Aujourd'hui, les quelque 145 000 électeurs français qui vivent en Amérique du Nord sont invités à choisir un député qui les représentera à l'Assemblée nationale. Pour ce poste, 12 candidats qui ont mené une chaude lutte, de Montréal à San Francisco.

Moins d'un an après avoir élu pour la première fois une députée pour les représenter à l'Assemblée nationale de l'Hexagone, les Français de la diaspora, vivant au Canada et aux États-Unis, sont à nouveau appelés aux urnes aujourd'hui.

Douze candidats sont en lice pour remplacer la députée socialiste disqualifiée dans l'immense circonscription qui s'étend de Los Angeles à Terre-Neuve.

«C'est 40 fois la superficie de la France», note Frédéric Lefebvre, candidat pour l'Union pour un mouvement populaire (UMP). Ancien secrétaire d'État pendant la présidence de Nicolas Sarkozy, ce dernier brigue pour la deuxième fois le poste. En juin dernier, il s'était incliné devant la candidate socialiste Corinne Narassiguin.

^^^^^^^^^^^^^^^^

# Objectif A
Reproduisez mot pour mot le passage de l'article sur l'élection des Français d'Amérique du Nord, en commençant par "Douze candidats sont" et en allant jusqu'à "Angeles à Terre-Neuve.".
L'article et les entrées n'ont aucun lien entre eux.

^^^^^^^^^^^^^^^^

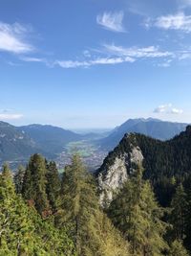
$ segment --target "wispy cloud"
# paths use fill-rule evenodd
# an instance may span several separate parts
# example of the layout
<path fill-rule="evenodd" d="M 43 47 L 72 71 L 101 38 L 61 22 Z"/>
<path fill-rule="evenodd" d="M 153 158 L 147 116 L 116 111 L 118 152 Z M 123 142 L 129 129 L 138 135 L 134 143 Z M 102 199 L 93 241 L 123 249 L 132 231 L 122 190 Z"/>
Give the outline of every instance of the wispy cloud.
<path fill-rule="evenodd" d="M 118 64 L 122 62 L 134 62 L 135 59 L 129 57 L 125 58 L 97 58 L 92 60 L 86 61 L 74 61 L 74 60 L 56 60 L 54 65 L 59 65 L 62 68 L 77 68 L 77 67 L 90 67 L 94 65 L 111 65 Z"/>
<path fill-rule="evenodd" d="M 122 47 L 115 44 L 104 44 L 105 50 L 116 56 L 125 56 L 130 58 L 161 58 L 161 57 L 172 57 L 173 53 L 168 51 L 161 51 L 159 47 L 148 46 L 148 47 Z"/>
<path fill-rule="evenodd" d="M 123 12 L 103 12 L 96 16 L 97 24 L 101 25 L 104 29 L 114 32 L 125 32 L 123 27 L 124 13 Z"/>
<path fill-rule="evenodd" d="M 19 23 L 0 22 L 0 51 L 14 54 L 29 53 L 33 47 L 26 42 L 27 28 Z"/>
<path fill-rule="evenodd" d="M 154 109 L 157 114 L 182 114 L 183 110 L 173 107 L 172 104 L 160 105 Z"/>
<path fill-rule="evenodd" d="M 191 15 L 185 15 L 184 12 L 159 16 L 156 19 L 147 19 L 145 27 L 158 27 L 163 30 L 175 30 L 184 33 L 191 33 Z"/>
<path fill-rule="evenodd" d="M 180 9 L 186 9 L 191 7 L 191 0 L 177 0 Z"/>
<path fill-rule="evenodd" d="M 98 52 L 100 56 L 98 58 L 91 58 L 88 56 L 85 60 L 55 60 L 54 65 L 59 65 L 62 68 L 77 68 L 77 67 L 90 67 L 94 65 L 114 65 L 123 62 L 135 62 L 138 58 L 159 58 L 173 57 L 173 54 L 166 51 L 160 51 L 159 47 L 132 47 L 125 48 L 122 46 L 117 46 L 115 44 L 104 44 L 102 49 L 95 50 Z"/>
<path fill-rule="evenodd" d="M 1 120 L 15 120 L 22 118 L 22 114 L 0 113 Z"/>

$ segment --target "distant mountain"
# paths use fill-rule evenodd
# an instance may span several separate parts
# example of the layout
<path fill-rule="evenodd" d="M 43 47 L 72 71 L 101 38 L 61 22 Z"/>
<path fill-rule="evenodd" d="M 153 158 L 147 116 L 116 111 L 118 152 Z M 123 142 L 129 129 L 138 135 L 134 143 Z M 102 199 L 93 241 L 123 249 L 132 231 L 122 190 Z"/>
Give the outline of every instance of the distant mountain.
<path fill-rule="evenodd" d="M 52 153 L 61 152 L 67 143 L 84 138 L 81 134 L 53 126 L 30 125 L 17 129 L 28 134 L 40 149 Z"/>
<path fill-rule="evenodd" d="M 0 121 L 0 162 L 22 161 L 37 151 L 36 143 L 24 131 Z"/>
<path fill-rule="evenodd" d="M 112 200 L 138 165 L 143 166 L 144 178 L 152 182 L 159 202 L 166 206 L 176 182 L 191 177 L 191 126 L 168 141 L 125 134 L 96 172 L 102 203 Z"/>
<path fill-rule="evenodd" d="M 185 130 L 187 124 L 172 123 L 153 118 L 129 119 L 99 141 L 102 148 L 113 150 L 125 133 L 138 132 L 159 140 L 168 140 Z"/>

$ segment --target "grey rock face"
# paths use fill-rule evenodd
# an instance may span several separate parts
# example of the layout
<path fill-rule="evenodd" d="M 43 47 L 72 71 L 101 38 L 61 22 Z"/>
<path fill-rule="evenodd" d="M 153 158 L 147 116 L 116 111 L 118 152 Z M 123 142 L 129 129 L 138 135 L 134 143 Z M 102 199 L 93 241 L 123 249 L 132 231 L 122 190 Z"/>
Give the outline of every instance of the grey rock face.
<path fill-rule="evenodd" d="M 116 157 L 114 163 L 106 167 L 98 175 L 98 187 L 100 190 L 100 204 L 104 206 L 109 204 L 114 193 L 122 186 L 128 179 L 129 175 L 135 171 L 135 166 L 142 164 L 143 155 L 139 147 L 131 146 L 130 152 L 124 152 L 122 155 Z M 104 175 L 103 175 L 104 174 Z"/>

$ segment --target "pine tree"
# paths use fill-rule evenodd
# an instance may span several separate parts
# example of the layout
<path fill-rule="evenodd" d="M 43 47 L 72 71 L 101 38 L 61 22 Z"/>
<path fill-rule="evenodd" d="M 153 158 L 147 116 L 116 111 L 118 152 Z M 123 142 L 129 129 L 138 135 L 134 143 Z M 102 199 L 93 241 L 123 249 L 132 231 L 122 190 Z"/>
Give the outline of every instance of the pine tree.
<path fill-rule="evenodd" d="M 186 207 L 184 208 L 185 217 L 185 238 L 183 240 L 185 247 L 191 251 L 191 175 L 186 181 Z"/>
<path fill-rule="evenodd" d="M 167 247 L 162 210 L 149 182 L 142 180 L 140 167 L 112 201 L 108 215 L 129 241 L 133 255 L 161 255 Z"/>
<path fill-rule="evenodd" d="M 46 175 L 45 159 L 40 154 L 33 154 L 24 175 L 22 194 L 25 199 L 33 201 L 38 213 L 44 216 L 50 213 Z"/>
<path fill-rule="evenodd" d="M 186 194 L 182 184 L 180 184 L 171 202 L 170 222 L 173 225 L 175 239 L 183 240 L 185 238 L 185 209 L 187 208 Z"/>
<path fill-rule="evenodd" d="M 0 175 L 0 255 L 74 256 L 74 244 L 16 195 L 7 165 Z"/>
<path fill-rule="evenodd" d="M 22 193 L 24 175 L 25 175 L 25 168 L 22 165 L 20 165 L 13 177 L 15 190 L 17 194 Z"/>
<path fill-rule="evenodd" d="M 78 256 L 129 255 L 125 241 L 101 212 L 93 177 L 77 154 L 65 169 L 56 224 L 71 227 Z"/>
<path fill-rule="evenodd" d="M 47 163 L 47 185 L 46 191 L 52 209 L 55 211 L 56 202 L 60 191 L 60 178 L 55 162 Z"/>
<path fill-rule="evenodd" d="M 180 240 L 175 240 L 172 243 L 169 256 L 189 256 L 186 249 L 183 247 L 182 242 Z"/>

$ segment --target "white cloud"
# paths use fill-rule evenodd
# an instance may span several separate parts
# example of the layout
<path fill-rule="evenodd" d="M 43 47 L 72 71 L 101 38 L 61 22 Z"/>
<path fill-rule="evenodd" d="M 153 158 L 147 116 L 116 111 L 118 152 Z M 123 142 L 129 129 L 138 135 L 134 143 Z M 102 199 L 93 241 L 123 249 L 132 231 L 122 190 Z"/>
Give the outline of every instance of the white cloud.
<path fill-rule="evenodd" d="M 125 32 L 123 27 L 124 13 L 123 12 L 103 12 L 96 16 L 96 23 L 101 25 L 104 29 L 114 32 Z"/>
<path fill-rule="evenodd" d="M 59 65 L 62 68 L 77 68 L 77 67 L 90 67 L 94 65 L 111 65 L 118 64 L 123 62 L 134 62 L 135 59 L 129 57 L 125 58 L 97 58 L 86 61 L 75 61 L 75 60 L 56 60 L 54 65 Z"/>
<path fill-rule="evenodd" d="M 111 65 L 123 62 L 135 62 L 138 58 L 154 58 L 173 57 L 173 54 L 160 51 L 159 47 L 149 46 L 143 48 L 124 48 L 115 44 L 104 44 L 102 50 L 96 50 L 100 56 L 91 58 L 92 54 L 85 60 L 55 60 L 52 66 L 59 65 L 62 68 L 90 67 L 94 65 Z M 168 61 L 168 60 L 166 60 Z M 169 61 L 170 62 L 170 61 Z"/>
<path fill-rule="evenodd" d="M 22 114 L 9 114 L 9 113 L 0 113 L 1 120 L 15 120 L 22 118 Z"/>
<path fill-rule="evenodd" d="M 25 41 L 27 28 L 19 23 L 12 25 L 0 22 L 0 51 L 14 54 L 28 53 L 33 47 Z"/>
<path fill-rule="evenodd" d="M 125 56 L 130 58 L 161 58 L 172 57 L 173 54 L 167 51 L 160 51 L 159 47 L 148 46 L 143 48 L 131 47 L 125 48 L 122 46 L 116 46 L 115 44 L 104 44 L 105 50 L 116 56 Z"/>
<path fill-rule="evenodd" d="M 172 107 L 171 104 L 160 105 L 154 109 L 154 113 L 164 113 L 164 112 L 168 111 L 169 108 L 171 108 L 171 107 Z"/>
<path fill-rule="evenodd" d="M 177 4 L 180 9 L 185 9 L 191 7 L 191 0 L 177 0 Z"/>
<path fill-rule="evenodd" d="M 27 61 L 27 62 L 46 62 L 46 59 L 40 58 L 33 58 L 33 57 L 22 57 L 20 59 Z"/>
<path fill-rule="evenodd" d="M 172 114 L 182 114 L 183 113 L 183 110 L 182 109 L 178 109 L 178 108 L 172 108 L 171 109 L 171 113 Z"/>
<path fill-rule="evenodd" d="M 173 107 L 172 104 L 160 105 L 154 109 L 157 114 L 182 114 L 183 110 Z"/>
<path fill-rule="evenodd" d="M 155 20 L 147 19 L 145 27 L 158 27 L 164 30 L 176 30 L 185 33 L 191 33 L 191 15 L 185 15 L 184 12 L 159 16 Z"/>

^^^^^^^^^^^^^^^^

# Objectif B
Renvoyez à l'identique les lignes des entrées, du début des entrées jusqu'à la ligne qui contient "180 9 L 186", cette dernière comprise, en omettant les images.

# Réponse A
Douze candidats sont en lice pour remplacer la députée socialiste disqualifiée dans l'immense circonscription qui s'étend de Los Angeles à Terre-Neuve.

# Réponse B
$ segment --target "wispy cloud"
# paths use fill-rule evenodd
# an instance may span several separate parts
# example of the layout
<path fill-rule="evenodd" d="M 43 47 L 72 71 L 101 38 L 61 22 Z"/>
<path fill-rule="evenodd" d="M 153 158 L 147 116 L 116 111 L 118 152 Z M 123 142 L 129 129 L 138 135 L 134 143 Z M 102 199 L 93 241 L 123 249 L 132 231 L 122 190 Z"/>
Give the outline of every instance of the wispy cloud.
<path fill-rule="evenodd" d="M 118 64 L 122 62 L 134 62 L 135 59 L 129 57 L 125 58 L 97 58 L 92 60 L 86 61 L 74 61 L 74 60 L 56 60 L 54 65 L 59 65 L 62 68 L 77 68 L 77 67 L 90 67 L 94 65 L 111 65 Z"/>
<path fill-rule="evenodd" d="M 122 47 L 115 44 L 104 44 L 105 50 L 116 56 L 125 56 L 130 58 L 161 58 L 161 57 L 172 57 L 173 53 L 168 51 L 161 51 L 159 47 L 148 46 L 148 47 Z"/>
<path fill-rule="evenodd" d="M 123 12 L 103 12 L 96 16 L 97 24 L 101 25 L 104 29 L 114 32 L 125 32 L 123 27 L 124 13 Z"/>
<path fill-rule="evenodd" d="M 19 23 L 0 22 L 0 51 L 14 54 L 29 53 L 33 47 L 26 42 L 27 28 Z"/>
<path fill-rule="evenodd" d="M 154 109 L 157 114 L 182 114 L 183 110 L 173 107 L 172 104 L 160 105 Z"/>
<path fill-rule="evenodd" d="M 191 15 L 185 15 L 184 12 L 159 16 L 156 19 L 147 19 L 145 27 L 158 27 L 163 30 L 175 30 L 184 33 L 191 33 Z"/>
<path fill-rule="evenodd" d="M 180 9 L 186 9 L 191 7 L 191 0 L 177 0 Z"/>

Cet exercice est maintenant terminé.